• _Short problem_
Reproduce the data below, substituting "find" for every occurrence of "locate" and changing nothing else.

• _Given information_

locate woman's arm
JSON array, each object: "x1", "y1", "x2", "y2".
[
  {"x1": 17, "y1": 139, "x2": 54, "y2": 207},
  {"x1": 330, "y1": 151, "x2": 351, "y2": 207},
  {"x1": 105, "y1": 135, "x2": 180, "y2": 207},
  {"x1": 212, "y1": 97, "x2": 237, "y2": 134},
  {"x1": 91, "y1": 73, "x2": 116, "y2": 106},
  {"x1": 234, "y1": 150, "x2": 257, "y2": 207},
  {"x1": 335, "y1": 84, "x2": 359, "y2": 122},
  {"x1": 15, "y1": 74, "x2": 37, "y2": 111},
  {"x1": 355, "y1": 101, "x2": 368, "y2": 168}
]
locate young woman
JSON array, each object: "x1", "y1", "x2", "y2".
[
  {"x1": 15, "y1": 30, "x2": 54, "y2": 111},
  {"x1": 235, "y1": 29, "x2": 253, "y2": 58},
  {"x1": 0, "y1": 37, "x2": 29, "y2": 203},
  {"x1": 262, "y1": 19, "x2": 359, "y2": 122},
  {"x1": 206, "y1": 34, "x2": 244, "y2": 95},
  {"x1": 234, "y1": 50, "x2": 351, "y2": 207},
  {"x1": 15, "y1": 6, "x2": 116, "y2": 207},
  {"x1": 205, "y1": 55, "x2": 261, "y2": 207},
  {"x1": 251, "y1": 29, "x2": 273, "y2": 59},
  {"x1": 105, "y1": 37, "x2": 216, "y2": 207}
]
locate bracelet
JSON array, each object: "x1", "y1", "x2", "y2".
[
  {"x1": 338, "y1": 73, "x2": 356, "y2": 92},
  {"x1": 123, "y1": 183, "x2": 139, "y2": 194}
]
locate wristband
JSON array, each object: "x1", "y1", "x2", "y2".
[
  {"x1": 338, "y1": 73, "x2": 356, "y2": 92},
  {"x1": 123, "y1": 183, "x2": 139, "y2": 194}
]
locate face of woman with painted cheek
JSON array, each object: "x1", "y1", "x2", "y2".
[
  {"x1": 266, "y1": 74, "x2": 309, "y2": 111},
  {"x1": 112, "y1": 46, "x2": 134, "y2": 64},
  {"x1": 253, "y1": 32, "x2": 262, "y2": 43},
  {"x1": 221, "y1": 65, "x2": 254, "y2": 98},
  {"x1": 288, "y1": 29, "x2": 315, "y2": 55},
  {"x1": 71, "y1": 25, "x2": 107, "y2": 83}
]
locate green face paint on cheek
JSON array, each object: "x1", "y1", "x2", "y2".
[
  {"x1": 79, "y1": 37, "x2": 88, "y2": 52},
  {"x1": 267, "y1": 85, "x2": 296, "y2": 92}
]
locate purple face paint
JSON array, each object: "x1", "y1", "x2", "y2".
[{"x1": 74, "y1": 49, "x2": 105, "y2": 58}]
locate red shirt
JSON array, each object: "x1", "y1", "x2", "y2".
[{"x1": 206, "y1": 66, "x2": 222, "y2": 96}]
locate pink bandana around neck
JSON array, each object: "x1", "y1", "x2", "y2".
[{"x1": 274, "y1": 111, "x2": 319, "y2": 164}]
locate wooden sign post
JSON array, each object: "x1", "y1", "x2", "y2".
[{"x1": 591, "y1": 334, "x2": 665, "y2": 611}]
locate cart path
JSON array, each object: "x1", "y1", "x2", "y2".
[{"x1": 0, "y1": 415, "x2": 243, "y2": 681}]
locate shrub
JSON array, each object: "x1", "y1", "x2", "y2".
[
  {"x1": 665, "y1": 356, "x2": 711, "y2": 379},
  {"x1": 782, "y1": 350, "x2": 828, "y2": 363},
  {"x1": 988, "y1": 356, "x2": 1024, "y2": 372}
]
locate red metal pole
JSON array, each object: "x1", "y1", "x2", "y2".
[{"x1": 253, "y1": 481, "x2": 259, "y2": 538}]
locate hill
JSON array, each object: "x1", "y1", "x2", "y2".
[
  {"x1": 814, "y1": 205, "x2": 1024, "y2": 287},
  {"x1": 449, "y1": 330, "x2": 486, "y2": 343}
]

• _Exercise response_
find woman's arm
JSON array, each object: "x1", "y1", "x2", "y2".
[
  {"x1": 17, "y1": 139, "x2": 54, "y2": 207},
  {"x1": 330, "y1": 151, "x2": 351, "y2": 207},
  {"x1": 105, "y1": 135, "x2": 180, "y2": 207},
  {"x1": 212, "y1": 97, "x2": 237, "y2": 134},
  {"x1": 91, "y1": 73, "x2": 116, "y2": 106},
  {"x1": 234, "y1": 150, "x2": 257, "y2": 207},
  {"x1": 335, "y1": 84, "x2": 359, "y2": 122},
  {"x1": 15, "y1": 74, "x2": 37, "y2": 111},
  {"x1": 355, "y1": 101, "x2": 368, "y2": 168}
]
find young woman
JSON array, each object: "x1", "y1", "x2", "y2".
[
  {"x1": 15, "y1": 30, "x2": 54, "y2": 111},
  {"x1": 235, "y1": 29, "x2": 253, "y2": 58},
  {"x1": 0, "y1": 37, "x2": 29, "y2": 203},
  {"x1": 262, "y1": 19, "x2": 359, "y2": 122},
  {"x1": 206, "y1": 34, "x2": 244, "y2": 95},
  {"x1": 234, "y1": 50, "x2": 351, "y2": 207},
  {"x1": 15, "y1": 6, "x2": 116, "y2": 207},
  {"x1": 205, "y1": 55, "x2": 261, "y2": 207},
  {"x1": 251, "y1": 29, "x2": 273, "y2": 59},
  {"x1": 105, "y1": 37, "x2": 216, "y2": 207}
]
find bracelet
JSON array, each object: "x1", "y1", "x2", "y2".
[
  {"x1": 338, "y1": 73, "x2": 356, "y2": 92},
  {"x1": 123, "y1": 183, "x2": 139, "y2": 194}
]
find wristband
JSON array, each object: "x1", "y1", "x2", "y2".
[
  {"x1": 338, "y1": 73, "x2": 356, "y2": 92},
  {"x1": 123, "y1": 183, "x2": 139, "y2": 194}
]
find face of woman with painted cheek
JSON array, each object: "x1", "y1", "x2", "y2".
[
  {"x1": 266, "y1": 74, "x2": 309, "y2": 111},
  {"x1": 112, "y1": 46, "x2": 134, "y2": 64},
  {"x1": 253, "y1": 32, "x2": 262, "y2": 43},
  {"x1": 221, "y1": 65, "x2": 254, "y2": 98},
  {"x1": 288, "y1": 29, "x2": 315, "y2": 55},
  {"x1": 71, "y1": 25, "x2": 107, "y2": 83}
]
find green face paint on cheek
JSON array, each object: "x1", "y1", "x2", "y2".
[
  {"x1": 79, "y1": 37, "x2": 88, "y2": 52},
  {"x1": 267, "y1": 85, "x2": 296, "y2": 92}
]
find purple face paint
JSON array, each object: "x1", "y1", "x2", "y2".
[{"x1": 74, "y1": 49, "x2": 105, "y2": 58}]
find red shirt
JSON array, each object: "x1", "y1", "x2", "y2".
[{"x1": 206, "y1": 66, "x2": 222, "y2": 96}]
find pink bandana around neck
JSON array, each object: "x1", "y1", "x2", "y2".
[{"x1": 274, "y1": 111, "x2": 319, "y2": 164}]
find wooden sign post
JSON array, each object: "x1", "y1", "x2", "y2".
[{"x1": 591, "y1": 334, "x2": 665, "y2": 611}]
find cart path
JSON array, each object: "x1", "y1", "x2", "y2".
[{"x1": 0, "y1": 415, "x2": 243, "y2": 681}]
find shrub
JSON array, each object: "x1", "y1", "x2", "y2".
[
  {"x1": 665, "y1": 356, "x2": 711, "y2": 379},
  {"x1": 782, "y1": 350, "x2": 828, "y2": 363},
  {"x1": 988, "y1": 356, "x2": 1024, "y2": 372}
]
find red metal pole
JSON array, each object: "x1", "y1", "x2", "y2".
[{"x1": 253, "y1": 481, "x2": 259, "y2": 538}]
find hill
JSON array, each object: "x1", "y1", "x2", "y2".
[
  {"x1": 814, "y1": 205, "x2": 1024, "y2": 287},
  {"x1": 449, "y1": 330, "x2": 486, "y2": 343}
]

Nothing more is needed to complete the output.